§ What you need to do
For this exercise, restate the data below with no change at all.

§ Records to use
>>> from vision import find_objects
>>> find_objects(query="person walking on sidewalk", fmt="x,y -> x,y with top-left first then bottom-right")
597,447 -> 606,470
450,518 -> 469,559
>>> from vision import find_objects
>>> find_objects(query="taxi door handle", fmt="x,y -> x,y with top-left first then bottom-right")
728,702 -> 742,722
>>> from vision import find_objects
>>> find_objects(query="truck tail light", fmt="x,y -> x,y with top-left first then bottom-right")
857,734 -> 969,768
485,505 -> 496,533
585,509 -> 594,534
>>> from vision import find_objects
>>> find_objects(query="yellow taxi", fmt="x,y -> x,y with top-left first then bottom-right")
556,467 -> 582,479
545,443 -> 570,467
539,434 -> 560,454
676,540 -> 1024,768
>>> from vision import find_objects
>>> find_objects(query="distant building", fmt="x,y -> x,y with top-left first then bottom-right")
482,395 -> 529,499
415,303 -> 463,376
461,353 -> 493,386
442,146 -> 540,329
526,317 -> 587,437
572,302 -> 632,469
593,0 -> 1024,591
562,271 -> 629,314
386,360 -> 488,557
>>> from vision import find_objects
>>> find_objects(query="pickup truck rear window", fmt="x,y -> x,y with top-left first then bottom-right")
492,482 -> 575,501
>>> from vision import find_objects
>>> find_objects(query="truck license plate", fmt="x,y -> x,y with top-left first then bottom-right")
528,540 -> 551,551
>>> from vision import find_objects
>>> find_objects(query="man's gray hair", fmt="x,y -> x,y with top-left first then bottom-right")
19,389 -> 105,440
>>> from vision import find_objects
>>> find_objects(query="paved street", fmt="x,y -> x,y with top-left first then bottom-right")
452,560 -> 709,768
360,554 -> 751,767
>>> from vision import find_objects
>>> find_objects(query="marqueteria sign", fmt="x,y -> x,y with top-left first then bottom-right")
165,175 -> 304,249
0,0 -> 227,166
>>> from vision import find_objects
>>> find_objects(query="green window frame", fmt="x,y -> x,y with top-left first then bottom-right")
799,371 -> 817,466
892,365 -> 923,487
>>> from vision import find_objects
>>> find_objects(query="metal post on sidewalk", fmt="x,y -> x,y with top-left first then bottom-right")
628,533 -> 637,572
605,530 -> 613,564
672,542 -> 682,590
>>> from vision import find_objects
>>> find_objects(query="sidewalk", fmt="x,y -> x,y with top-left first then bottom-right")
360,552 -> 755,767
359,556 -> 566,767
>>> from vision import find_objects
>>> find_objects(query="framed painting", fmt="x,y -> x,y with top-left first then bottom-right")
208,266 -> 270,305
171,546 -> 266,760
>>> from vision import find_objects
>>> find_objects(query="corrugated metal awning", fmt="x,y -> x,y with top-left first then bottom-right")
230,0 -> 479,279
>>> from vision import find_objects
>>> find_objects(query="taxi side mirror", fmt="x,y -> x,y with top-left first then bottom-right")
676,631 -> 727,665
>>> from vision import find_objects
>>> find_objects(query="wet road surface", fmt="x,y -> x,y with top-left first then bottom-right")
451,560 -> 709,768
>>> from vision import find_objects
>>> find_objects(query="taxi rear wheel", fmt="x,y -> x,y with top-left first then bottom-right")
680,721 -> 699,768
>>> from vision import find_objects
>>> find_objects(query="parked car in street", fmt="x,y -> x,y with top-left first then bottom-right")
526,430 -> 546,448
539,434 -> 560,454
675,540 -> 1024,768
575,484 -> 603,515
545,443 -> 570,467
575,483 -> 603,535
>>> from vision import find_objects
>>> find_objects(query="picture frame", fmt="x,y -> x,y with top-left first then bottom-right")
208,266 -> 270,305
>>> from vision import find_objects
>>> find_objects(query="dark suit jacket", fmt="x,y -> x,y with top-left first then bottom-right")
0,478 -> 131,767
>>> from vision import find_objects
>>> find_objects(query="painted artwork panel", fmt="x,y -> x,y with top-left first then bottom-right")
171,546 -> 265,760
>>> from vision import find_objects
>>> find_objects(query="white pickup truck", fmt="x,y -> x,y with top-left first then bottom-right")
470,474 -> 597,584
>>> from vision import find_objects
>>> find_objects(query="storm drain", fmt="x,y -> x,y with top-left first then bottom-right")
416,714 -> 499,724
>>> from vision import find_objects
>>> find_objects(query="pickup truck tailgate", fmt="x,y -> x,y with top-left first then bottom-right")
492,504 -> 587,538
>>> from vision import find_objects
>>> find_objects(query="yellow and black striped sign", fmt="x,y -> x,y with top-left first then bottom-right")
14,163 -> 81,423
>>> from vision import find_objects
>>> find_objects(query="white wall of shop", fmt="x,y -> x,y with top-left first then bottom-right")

§ Answer to this task
>>> from vision import find_objects
>>> find_objects(query="person walking on sidewalk", fmt="x,y -> x,y with top-left first then bottom-right")
597,447 -> 606,470
450,518 -> 469,559
>>> from vision import find_objects
>>> find_objects(query="taxi door handle", fmt="x,y -> x,y with top-left first then bottom-right")
728,702 -> 742,722
>>> from vision import find_objects
>>> find_objects(query="truck tail light", fmt="x,y -> x,y with top-left first then bottom-right")
857,734 -> 969,768
485,505 -> 496,533
585,509 -> 594,534
>>> from vision import find_objects
>>> find_objects(query="yellow taxi", fmt="x,y -> x,y with top-left first then bottom-right")
556,467 -> 582,479
545,443 -> 570,467
539,434 -> 560,454
676,540 -> 1024,768
>>> from vision import find_objects
>>> find_objects(query="distant building", fmt="x,y -> x,y with top-left first then bottom-right")
482,395 -> 529,499
415,303 -> 463,376
461,353 -> 493,386
442,146 -> 540,329
526,317 -> 587,437
572,302 -> 632,469
593,0 -> 1024,591
562,271 -> 629,314
386,360 -> 488,557
>>> from vision import find_objects
>>> find_objects(query="pickup truck rear window", fmt="x,y -> x,y with top-left first then bottom-right")
492,482 -> 575,501
>>> from vision import find_objects
>>> find_objects(query="truck license plate", fmt="x,y -> x,y with top-left first then bottom-right")
528,540 -> 551,551
>>> from vision import find_objects
>>> find_objects(query="man's gray hair", fmt="x,y -> x,y with top-left first then bottom-right")
19,389 -> 105,440
>>> from vision import find_objects
>>> find_objects(query="paved street", fmt="x,y -> x,y with top-left first then bottom-right")
452,560 -> 709,768
360,554 -> 751,767
>>> from vision import find_objects
>>> find_objects(query="marqueteria sign", fmt="x,y -> x,y with top-left first then bottom-right")
165,175 -> 304,249
0,0 -> 227,166
>>> from vision import find_objects
>>> find_objects(query="green window frame", fmt="x,y -> x,y with top-left first then bottom-right")
799,371 -> 817,466
892,365 -> 923,487
>>> from vision import find_objects
>>> find_objects(query="metal post on sidewalk", fmt="x,y -> x,y with top-left first then bottom-right")
628,533 -> 637,572
605,530 -> 613,564
672,542 -> 682,590
>>> from vision import find_objects
>>> find_objects(query="sidewalk", fmt="x,y -> x,y with top-left first then bottom-right")
360,552 -> 755,767
359,556 -> 566,767
>>> from vision import find_objects
>>> find_objects(query="framed painting", fmt="x,y -> x,y with top-left first then bottom-right")
208,266 -> 270,305
171,546 -> 266,760
>>> from vision import find_objects
>>> find_objects(query="corrugated metal awning", fmt="x,y -> x,y with top-left first then bottom-right")
230,0 -> 479,279
>>> from vision import find_objects
>>> find_objects(query="taxi side mirror", fmt="x,y -> x,y with top-left first then bottom-right")
676,631 -> 727,665
>>> from vision import find_objects
>>> find_objects(query="wet road surface", fmt="x,y -> x,y with top-left first then bottom-right")
451,560 -> 709,768
>>> from vision import find_objects
>>> find_objects(query="taxi rear wheel", fmt="x,y -> x,y with top-left first then bottom-right")
680,721 -> 699,768
>>> from vision import find_objects
>>> find_objects(query="parked car in street", fmt="x,y -> x,y with top-left first then bottom-right")
526,430 -> 546,448
539,434 -> 560,454
675,540 -> 1024,768
575,484 -> 603,515
545,443 -> 570,467
575,483 -> 603,535
>>> from vision import find_objects
>>> find_objects(query="picture frame", fmt="x,y -> x,y with top-left first then bottom-right")
208,266 -> 270,305
>>> from vision import find_objects
>>> find_objects(query="dark suit jacket", fmt="x,y -> x,y with top-left first then bottom-right")
0,478 -> 131,767
>>> from vision import find_objects
>>> find_objects(query="painted artwork panel", fmt="x,y -> x,y with top-left first then bottom-right")
171,546 -> 265,760
>>> from vision import find_objects
>>> find_objects(query="white pickup truck", fmt="x,y -> x,y with top-left first then bottom-right")
470,474 -> 597,584
>>> from vision import find_objects
>>> find_objects(query="storm drain", fmt="x,y -> x,y with top-left first then bottom-right")
416,714 -> 499,724
>>> from vision import find_objects
>>> find_objects(query="pickup truck tailgate", fmt="x,y -> x,y with top-left first then bottom-right")
492,504 -> 587,538
>>> from vision import find_objects
>>> find_objects(query="yellow and black striped sign", fmt="x,y -> x,y with top-left first then bottom-right")
14,163 -> 81,423
>>> from vision import find_objects
>>> find_objects(query="white wall of shop", fmt="x,y -> x,y with top-left first then bottom-right")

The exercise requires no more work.